Extrait à lire:
....
Il y a un bon moment que je n’avais pas participé à une rencontre d’un groupe de soutien pour les parents endeuillés. Au printemps et à l’automne derniers, j’ai assisté à quelques rencontres de deux groupes à Québec. J’ai apprécié ces expériences dans une certaine mesure – j’ai apprécié de rencontrer d’autres parents qui partageaient l’expérience du deuil, et j’ai pu parler de Paul à des « inconnu-e-s » à un moment où c’était encore presque impensable pour moi et où, pourtant, j’avais intensément besoin de dire. Dire son nom, son histoire, sa vie.
Je n’ai pas été aussi assidue que d’autres à ces rencontres parce que d’une part, j’ai réalisé que j’arrivais mieux à explorer l’intensité de mes émotions et de ma confusion par écrit, aux moments qui me convenaient le mieux. Et puis, force est de constater que je ne me retrouve pas toujours dans les discours des personnes qui assistent aux rencontres de ces groupes. Je suis un peu gênée de l’admettre mais j’aime la liberté des ressources en ligne. Quand les propos de quelqu’un-e ne me rejoignent pas, je peux simplement fermer la fenêtre. Quand une conversation dégénère ou prend une tournure que je trouve plus dommageable qu’aidante, je vais voir ailleurs. Je ne m’oblige pas à faire l’effort de me connecter à tout le monde, même si on partage l’expérience de faire le deuil d’un enfant.
Hier soir, je suis retournée à l’un de ces groupes de soutien pour faire une présentation sur quelques ressources en ligne pour vivre un deuil. J’ai essayé d’expliquer de mon mieux ce que je retrouve dans ces espaces virtuels qui font partie de mon quotidien. J’ai essayé de décrire le sentiment d’avoir trouvé une communauté qui me ressemble, la joie de tisser des liens d’amitié avec des personnes que je n’ai jamais rencontrées mais de qui je me sens proches de par nos vécus et nos cheminements communs. Tout en décrivant tout ce que les espaces comme Glow in the woods et les quelques blogues que je suis assidument m’avait apporté, j’avais un peu peur de sembler dénigrer l’importance des groupes de soutien « en vrai ».
Visiblement, ces ressources sont cruciales pour plusieurs personnes. Peut-être parce que le modèle virtuel ne leur convient pas. Peut-être parce qu’elles n’ont pas accès, pour des raisons financières ou autres, à des ressources individuelles. Peut-être parce qu’elles sont à un point dans leur cheminement où le fait de s’arrêter du temps mensuellement pour refléter sur leur deuil leur convient bien. Mais je crois qu’une partie de la réponse se situe aussi dans les insatisfactions que beaucoup de personnes endeuillées vivent face aux réactions de leurs proches et de leur entourage – dans le manque de soutien qu’elles reçoivent, justement.
Je refais ce constat à chaque fois que j’assiste à une rencontre, et régulièrement en lisant les témoignages d’autres parents sur les divers groupes facebook et autres forums auxquels je participe. Encore et encore, des parents font état de commentaires insensibles qu’ils reçoivent. « Il est temps que tu passes à autre chose. » « Reviens-en. » « T’es jeune, t’en auras d’autres. » Plusieurs se désolent de n’avoir personne à qui parler de leur enfant. La maman d’un bébé mort à la naissance se fait renvoyer le message que son bébé n’a pas vraiment existé. Celle qui a perdu son enfant adulte voit ses autres enfants refuser de parler de la mort de leur frère.
....
Consigne:
Poursuivez l'extrait sur le deuil d'un enfant et les groupes de soutien à partir de sa dernière phrase. Les données n'interviennent pas dans cet exercice.

Données disponibles:
....
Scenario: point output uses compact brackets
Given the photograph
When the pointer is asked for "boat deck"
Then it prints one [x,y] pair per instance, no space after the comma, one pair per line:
....
Réponse attendue:
Les exemples s’additionnent et me consternent. Il me font aussi prendre conscience de la chance immense que j’ai. Je suis consciente d’avoir une famille aimante et des ami-e-s exceptionnel-le-s. Mais je me rends aussi compte que, dans l’immense majorité, les personnes qui gravitent de manière plus diffuse autour de moi sont ouvertes, solidaires, et attentives à la réalité des autres, même quand elle est difficile. Passer une heure ou deux à entendre à quel point vivre un deuil peut être complexifié par un entourage peu empathique me fait (re)prendre conscience de l’importance d’être bien entourée.
Hier soir, assise dans ce cercle formé de parents démolis par la perte, mais aussi par la solitude, j’ai remercié en silence les personnes qui m’entourent d’avoir su m’accompagner, et continuer de le faire. Et si je ne fais pas ces remerciements adéquatement à voix haute, je veux les faire ici…
Merci d’être là. Merci de m’entendre, de me lire.
Merci d’accueillir les moments où j’ai besoin de parler de Paul.
Merci d’accepter ce que je vis, à mon rythme.
Merci de m’avoir laissé ré-apprivoiser la vie en votre compagnie.
Merci de me poser des questions sur Paul, même si ça demande du courage.
Merci de me redire qu’il est beau même s’il n’est plus là pour recevoir les compliments.
Merci de m’inclure dans les conversations sur la grossesse, l’allaitement, ou le quotidien avec un bébé.
Merci de reconnaître que bébé-lentille ne sera pas notre premier bébé.
Merci de tout ce soutien.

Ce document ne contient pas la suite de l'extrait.